- Records contained in a dataset:
========
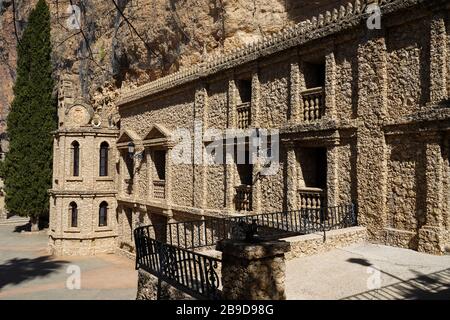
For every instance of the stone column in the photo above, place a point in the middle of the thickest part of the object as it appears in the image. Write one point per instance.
(294, 90)
(438, 54)
(332, 175)
(330, 86)
(255, 102)
(169, 180)
(433, 237)
(291, 177)
(301, 88)
(230, 167)
(372, 96)
(253, 271)
(255, 123)
(200, 125)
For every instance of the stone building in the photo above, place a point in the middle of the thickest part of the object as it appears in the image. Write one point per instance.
(363, 117)
(83, 197)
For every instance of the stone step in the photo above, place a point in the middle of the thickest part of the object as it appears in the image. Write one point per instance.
(14, 220)
(310, 244)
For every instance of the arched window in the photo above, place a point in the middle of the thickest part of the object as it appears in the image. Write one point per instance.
(75, 159)
(103, 214)
(104, 159)
(73, 215)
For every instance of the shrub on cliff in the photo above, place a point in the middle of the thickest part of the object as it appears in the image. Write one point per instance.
(32, 118)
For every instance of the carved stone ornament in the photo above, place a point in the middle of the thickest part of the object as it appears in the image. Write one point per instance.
(79, 114)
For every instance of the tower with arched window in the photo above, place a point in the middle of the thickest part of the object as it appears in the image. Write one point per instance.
(82, 203)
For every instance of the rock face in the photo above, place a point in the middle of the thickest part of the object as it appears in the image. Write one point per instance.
(156, 38)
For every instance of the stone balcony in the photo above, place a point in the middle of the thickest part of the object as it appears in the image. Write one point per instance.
(313, 103)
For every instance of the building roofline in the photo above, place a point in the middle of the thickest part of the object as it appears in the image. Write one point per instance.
(329, 22)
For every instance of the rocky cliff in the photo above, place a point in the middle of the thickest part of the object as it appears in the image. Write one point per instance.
(130, 42)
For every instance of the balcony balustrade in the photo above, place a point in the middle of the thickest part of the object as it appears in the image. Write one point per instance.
(312, 198)
(313, 104)
(159, 189)
(244, 115)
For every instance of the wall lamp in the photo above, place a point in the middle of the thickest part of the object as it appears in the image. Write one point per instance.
(132, 152)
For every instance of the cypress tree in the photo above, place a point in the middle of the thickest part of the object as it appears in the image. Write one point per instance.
(28, 164)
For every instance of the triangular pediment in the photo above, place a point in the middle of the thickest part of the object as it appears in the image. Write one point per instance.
(158, 132)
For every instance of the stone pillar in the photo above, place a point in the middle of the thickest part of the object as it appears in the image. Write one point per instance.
(255, 123)
(294, 90)
(253, 271)
(433, 237)
(200, 125)
(438, 54)
(291, 177)
(169, 177)
(255, 102)
(301, 88)
(330, 86)
(371, 173)
(332, 175)
(229, 165)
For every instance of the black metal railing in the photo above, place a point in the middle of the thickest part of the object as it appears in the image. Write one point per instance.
(167, 250)
(190, 271)
(207, 232)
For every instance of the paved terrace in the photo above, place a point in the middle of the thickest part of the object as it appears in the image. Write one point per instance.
(27, 272)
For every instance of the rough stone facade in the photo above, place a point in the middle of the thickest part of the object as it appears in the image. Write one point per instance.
(78, 193)
(253, 271)
(381, 140)
(363, 117)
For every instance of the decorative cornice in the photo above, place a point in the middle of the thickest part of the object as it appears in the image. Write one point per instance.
(329, 22)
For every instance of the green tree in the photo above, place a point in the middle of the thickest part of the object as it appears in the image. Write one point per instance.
(32, 118)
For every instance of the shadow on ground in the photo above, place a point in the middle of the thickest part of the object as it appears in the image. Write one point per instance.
(25, 227)
(431, 286)
(17, 270)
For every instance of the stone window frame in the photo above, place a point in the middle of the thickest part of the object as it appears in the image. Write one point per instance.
(70, 227)
(108, 160)
(72, 160)
(107, 219)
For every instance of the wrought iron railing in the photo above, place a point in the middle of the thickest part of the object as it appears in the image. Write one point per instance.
(243, 198)
(190, 271)
(159, 187)
(312, 198)
(196, 234)
(167, 250)
(244, 115)
(313, 103)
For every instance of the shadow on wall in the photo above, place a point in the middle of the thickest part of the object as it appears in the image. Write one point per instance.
(16, 270)
(433, 286)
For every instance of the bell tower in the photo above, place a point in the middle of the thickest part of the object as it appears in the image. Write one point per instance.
(83, 195)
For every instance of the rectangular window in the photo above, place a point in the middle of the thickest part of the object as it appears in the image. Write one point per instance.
(159, 158)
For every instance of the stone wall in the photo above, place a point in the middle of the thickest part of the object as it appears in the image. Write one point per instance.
(148, 288)
(382, 95)
(311, 244)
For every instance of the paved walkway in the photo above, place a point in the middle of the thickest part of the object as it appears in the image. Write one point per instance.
(28, 272)
(369, 272)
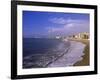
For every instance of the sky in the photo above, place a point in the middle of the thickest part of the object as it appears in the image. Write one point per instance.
(43, 24)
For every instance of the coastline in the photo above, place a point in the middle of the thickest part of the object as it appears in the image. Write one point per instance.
(73, 55)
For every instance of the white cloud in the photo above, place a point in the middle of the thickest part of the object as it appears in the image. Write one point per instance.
(69, 26)
(58, 20)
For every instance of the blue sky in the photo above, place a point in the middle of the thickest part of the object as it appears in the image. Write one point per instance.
(52, 23)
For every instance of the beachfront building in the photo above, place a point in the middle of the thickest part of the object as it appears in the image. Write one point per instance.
(83, 35)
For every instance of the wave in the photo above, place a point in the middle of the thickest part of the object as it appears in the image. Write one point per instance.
(39, 60)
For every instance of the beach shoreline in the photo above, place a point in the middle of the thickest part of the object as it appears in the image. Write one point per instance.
(73, 55)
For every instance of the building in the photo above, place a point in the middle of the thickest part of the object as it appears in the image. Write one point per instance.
(83, 35)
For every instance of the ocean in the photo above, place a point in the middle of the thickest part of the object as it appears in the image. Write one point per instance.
(40, 52)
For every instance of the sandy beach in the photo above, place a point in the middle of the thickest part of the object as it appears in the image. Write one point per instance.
(75, 54)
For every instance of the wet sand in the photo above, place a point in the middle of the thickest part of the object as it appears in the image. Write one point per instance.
(73, 55)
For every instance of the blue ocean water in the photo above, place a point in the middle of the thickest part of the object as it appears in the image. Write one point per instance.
(39, 52)
(38, 45)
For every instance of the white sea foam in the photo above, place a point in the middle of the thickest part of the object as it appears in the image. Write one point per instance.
(74, 55)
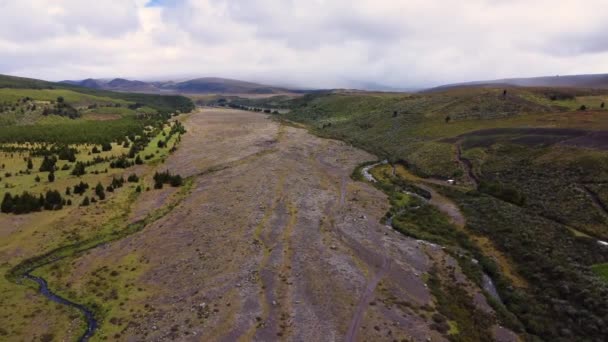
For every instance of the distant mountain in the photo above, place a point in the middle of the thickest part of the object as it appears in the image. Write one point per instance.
(597, 81)
(206, 85)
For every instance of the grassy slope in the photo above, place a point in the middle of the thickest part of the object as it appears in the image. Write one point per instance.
(537, 234)
(28, 316)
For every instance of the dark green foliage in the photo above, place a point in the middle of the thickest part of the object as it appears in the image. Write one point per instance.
(454, 302)
(81, 188)
(166, 178)
(121, 163)
(48, 164)
(85, 202)
(7, 203)
(73, 132)
(99, 191)
(132, 178)
(117, 182)
(106, 146)
(504, 192)
(67, 153)
(79, 169)
(554, 263)
(53, 200)
(26, 203)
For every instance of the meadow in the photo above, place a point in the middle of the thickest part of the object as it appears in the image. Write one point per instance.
(531, 182)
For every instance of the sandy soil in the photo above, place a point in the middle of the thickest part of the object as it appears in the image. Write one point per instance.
(275, 241)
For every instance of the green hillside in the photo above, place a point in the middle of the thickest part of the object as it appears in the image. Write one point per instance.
(532, 169)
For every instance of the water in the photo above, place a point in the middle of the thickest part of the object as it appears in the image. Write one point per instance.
(90, 318)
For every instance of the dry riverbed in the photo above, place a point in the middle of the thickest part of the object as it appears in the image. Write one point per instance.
(274, 241)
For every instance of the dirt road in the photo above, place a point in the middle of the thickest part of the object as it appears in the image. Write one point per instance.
(276, 243)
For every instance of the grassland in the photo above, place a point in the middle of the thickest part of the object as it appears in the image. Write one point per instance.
(542, 168)
(39, 119)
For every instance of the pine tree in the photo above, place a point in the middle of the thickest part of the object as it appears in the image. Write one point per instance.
(99, 191)
(7, 203)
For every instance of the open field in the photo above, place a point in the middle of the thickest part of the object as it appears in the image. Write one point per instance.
(272, 241)
(530, 167)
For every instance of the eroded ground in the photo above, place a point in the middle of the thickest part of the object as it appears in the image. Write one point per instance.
(274, 241)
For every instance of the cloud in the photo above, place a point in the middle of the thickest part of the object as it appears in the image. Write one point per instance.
(316, 43)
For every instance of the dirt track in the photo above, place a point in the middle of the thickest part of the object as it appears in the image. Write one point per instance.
(277, 243)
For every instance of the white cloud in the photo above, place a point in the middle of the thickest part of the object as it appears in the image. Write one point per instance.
(317, 43)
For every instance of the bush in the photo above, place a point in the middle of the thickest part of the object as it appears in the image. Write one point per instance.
(85, 202)
(81, 188)
(504, 192)
(99, 191)
(133, 178)
(79, 169)
(48, 164)
(106, 146)
(166, 178)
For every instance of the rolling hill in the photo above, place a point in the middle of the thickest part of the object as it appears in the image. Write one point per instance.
(595, 81)
(205, 85)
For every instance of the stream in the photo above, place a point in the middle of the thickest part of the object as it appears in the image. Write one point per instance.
(89, 316)
(487, 283)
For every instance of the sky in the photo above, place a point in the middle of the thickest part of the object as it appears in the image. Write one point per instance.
(309, 43)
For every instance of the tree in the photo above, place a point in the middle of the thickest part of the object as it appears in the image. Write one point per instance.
(132, 178)
(48, 164)
(53, 200)
(79, 169)
(7, 203)
(99, 191)
(85, 202)
(106, 146)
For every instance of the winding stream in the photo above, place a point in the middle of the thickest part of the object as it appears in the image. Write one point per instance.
(88, 314)
(487, 283)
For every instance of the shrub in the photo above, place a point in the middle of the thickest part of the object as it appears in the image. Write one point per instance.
(99, 191)
(48, 164)
(106, 146)
(79, 169)
(85, 202)
(133, 178)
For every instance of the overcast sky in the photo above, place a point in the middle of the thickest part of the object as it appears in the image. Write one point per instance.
(307, 43)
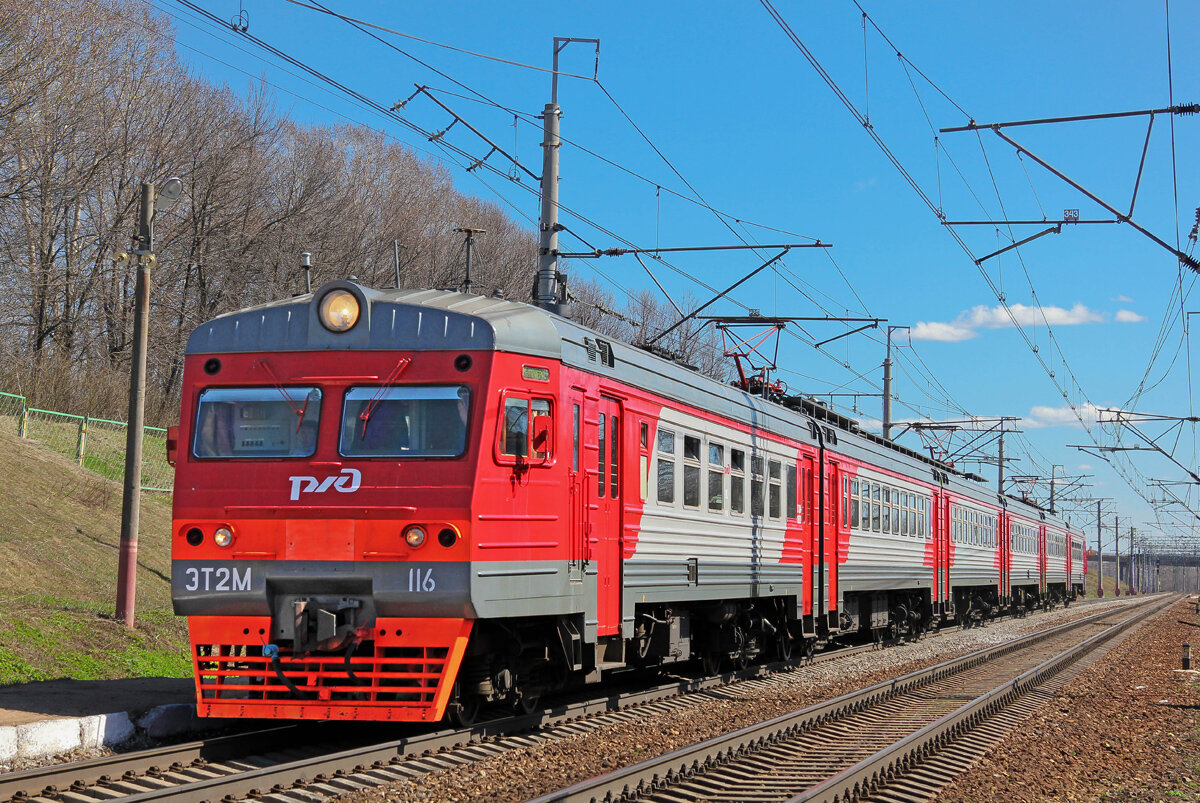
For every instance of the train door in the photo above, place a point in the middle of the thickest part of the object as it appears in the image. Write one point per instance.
(580, 481)
(942, 551)
(809, 535)
(1005, 550)
(1042, 559)
(832, 517)
(606, 520)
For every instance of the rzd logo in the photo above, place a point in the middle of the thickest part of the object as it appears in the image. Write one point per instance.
(347, 481)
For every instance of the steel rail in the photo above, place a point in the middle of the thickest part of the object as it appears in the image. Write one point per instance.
(27, 783)
(649, 774)
(203, 754)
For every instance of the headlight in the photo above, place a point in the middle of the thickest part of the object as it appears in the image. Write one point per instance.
(339, 310)
(414, 535)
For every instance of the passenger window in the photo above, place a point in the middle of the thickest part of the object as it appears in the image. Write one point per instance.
(691, 485)
(601, 455)
(715, 490)
(691, 471)
(774, 495)
(791, 491)
(575, 437)
(737, 493)
(666, 480)
(615, 442)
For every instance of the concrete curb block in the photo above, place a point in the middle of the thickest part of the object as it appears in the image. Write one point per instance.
(54, 736)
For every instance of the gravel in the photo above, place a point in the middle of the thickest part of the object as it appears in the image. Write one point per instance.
(1132, 726)
(527, 772)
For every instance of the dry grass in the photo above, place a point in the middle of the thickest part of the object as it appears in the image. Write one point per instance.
(59, 546)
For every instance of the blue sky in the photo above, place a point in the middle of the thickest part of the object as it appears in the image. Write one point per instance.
(727, 97)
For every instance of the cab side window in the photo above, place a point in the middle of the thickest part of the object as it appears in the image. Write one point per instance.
(520, 435)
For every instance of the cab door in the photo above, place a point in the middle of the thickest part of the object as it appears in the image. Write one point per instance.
(606, 513)
(579, 481)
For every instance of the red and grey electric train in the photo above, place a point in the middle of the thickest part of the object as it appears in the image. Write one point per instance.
(400, 504)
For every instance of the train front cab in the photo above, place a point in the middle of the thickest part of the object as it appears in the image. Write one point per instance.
(324, 564)
(322, 545)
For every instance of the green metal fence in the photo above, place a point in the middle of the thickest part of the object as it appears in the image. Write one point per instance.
(94, 443)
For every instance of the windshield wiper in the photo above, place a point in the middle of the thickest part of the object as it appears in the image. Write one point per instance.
(389, 381)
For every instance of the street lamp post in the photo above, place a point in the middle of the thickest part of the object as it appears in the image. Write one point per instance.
(131, 498)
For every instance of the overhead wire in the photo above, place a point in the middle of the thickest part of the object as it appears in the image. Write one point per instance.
(1128, 472)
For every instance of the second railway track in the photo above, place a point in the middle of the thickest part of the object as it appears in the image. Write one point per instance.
(888, 742)
(310, 762)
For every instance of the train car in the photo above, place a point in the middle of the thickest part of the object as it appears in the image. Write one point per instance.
(1078, 565)
(1026, 582)
(403, 504)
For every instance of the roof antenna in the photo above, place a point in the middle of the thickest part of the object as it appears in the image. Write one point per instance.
(471, 238)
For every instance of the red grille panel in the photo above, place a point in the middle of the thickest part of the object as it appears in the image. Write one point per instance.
(403, 671)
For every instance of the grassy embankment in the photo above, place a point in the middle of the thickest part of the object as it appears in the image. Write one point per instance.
(59, 544)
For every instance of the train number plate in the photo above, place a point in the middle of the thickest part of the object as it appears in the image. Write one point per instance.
(217, 579)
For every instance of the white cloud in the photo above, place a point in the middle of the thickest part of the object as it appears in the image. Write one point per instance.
(983, 317)
(997, 317)
(942, 333)
(1042, 417)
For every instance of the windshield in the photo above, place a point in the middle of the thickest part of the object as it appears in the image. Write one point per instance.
(405, 421)
(257, 423)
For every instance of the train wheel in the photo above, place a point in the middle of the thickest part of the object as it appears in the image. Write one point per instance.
(526, 702)
(465, 711)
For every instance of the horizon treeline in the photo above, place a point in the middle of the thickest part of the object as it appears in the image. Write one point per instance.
(94, 100)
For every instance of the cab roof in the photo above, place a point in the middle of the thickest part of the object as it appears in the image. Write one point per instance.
(389, 321)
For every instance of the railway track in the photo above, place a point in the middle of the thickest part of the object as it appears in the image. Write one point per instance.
(325, 757)
(303, 762)
(901, 739)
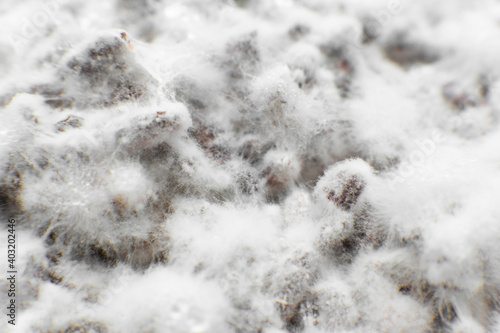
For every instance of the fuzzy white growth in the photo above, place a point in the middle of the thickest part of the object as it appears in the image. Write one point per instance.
(252, 166)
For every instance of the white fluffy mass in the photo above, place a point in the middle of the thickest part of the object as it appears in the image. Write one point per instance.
(272, 166)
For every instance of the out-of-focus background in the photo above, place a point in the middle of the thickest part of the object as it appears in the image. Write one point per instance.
(251, 166)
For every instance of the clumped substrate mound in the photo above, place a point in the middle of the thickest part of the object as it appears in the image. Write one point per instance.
(253, 166)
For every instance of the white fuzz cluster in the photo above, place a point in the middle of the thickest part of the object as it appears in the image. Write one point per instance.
(252, 165)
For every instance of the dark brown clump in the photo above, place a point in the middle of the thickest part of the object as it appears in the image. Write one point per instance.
(348, 196)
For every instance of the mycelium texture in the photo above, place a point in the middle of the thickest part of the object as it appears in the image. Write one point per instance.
(251, 165)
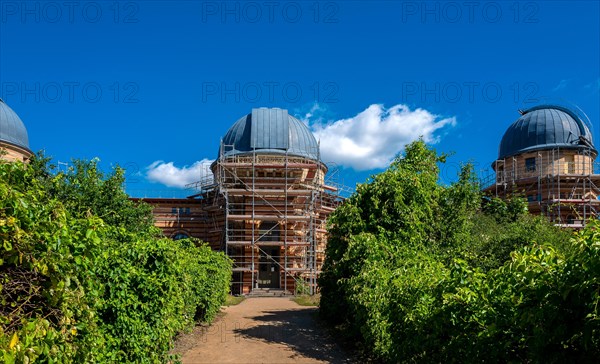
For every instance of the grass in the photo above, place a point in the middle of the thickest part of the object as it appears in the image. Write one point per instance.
(233, 300)
(306, 300)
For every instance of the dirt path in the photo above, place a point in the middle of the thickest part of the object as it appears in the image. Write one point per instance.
(262, 330)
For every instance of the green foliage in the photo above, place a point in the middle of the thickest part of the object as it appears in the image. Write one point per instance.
(84, 277)
(419, 272)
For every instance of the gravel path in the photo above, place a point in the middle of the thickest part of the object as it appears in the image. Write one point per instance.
(262, 330)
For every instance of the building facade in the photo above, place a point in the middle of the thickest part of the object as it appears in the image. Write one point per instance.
(547, 155)
(14, 141)
(265, 205)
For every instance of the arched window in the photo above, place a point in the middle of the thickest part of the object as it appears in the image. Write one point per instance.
(180, 235)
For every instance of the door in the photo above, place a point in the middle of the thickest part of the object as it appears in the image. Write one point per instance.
(268, 267)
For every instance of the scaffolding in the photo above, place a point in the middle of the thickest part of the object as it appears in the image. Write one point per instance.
(268, 211)
(562, 184)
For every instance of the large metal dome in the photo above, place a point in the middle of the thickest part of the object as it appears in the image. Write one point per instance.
(546, 127)
(270, 131)
(12, 129)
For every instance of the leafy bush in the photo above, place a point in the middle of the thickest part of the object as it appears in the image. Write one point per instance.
========
- WHAT TO DO: Look above for the line containing "For every instance of the dirt path", then transcribe it and all lines after it through the last, exactly and with nothing else.

- TASK RESULT:
For every instance of the dirt path in the photo above, place a point in the middle of the thickest part of the object as it appears in the image. Write one point per instance.
(262, 330)
For every instance of the green foliage in the photo above, place a point in the middle of the thickest part of the object as it appears in the image. Write one point per instance.
(84, 277)
(419, 272)
For every instance of the gravel path in the photo above, place a point in the middle of the thickest part of the object as it appears in the image. Write one point per instance.
(262, 330)
For every instance of the building facade in the photo above, place a point in the middle of the thickest part of the object as it appears in the image. Write one point per instance.
(547, 155)
(14, 141)
(265, 205)
For every instance of the arched window in the photo above, place a point in the middle of the thickest part of the object as it appears in the image. Write one point per instance.
(180, 235)
For every instance of the door in the photo above, place a point in the middle of the thickest part of the object as it appears in the image. Write one point per instance.
(268, 267)
For every instance of the scaffolding in the photo above, place a point in the middle of the thickest part of the object as it appears in the image. Write one point per instance.
(268, 211)
(562, 184)
For every instance of the large metal dome in the photo above, place a point in the middle of the thickest part of the object as it appears in the image. Write one point per instance.
(546, 127)
(270, 131)
(12, 129)
For every instance of the leafy bush in the photo above, place a point in the middle of the thickest part of the object as it appears in the image. Write one point per instance.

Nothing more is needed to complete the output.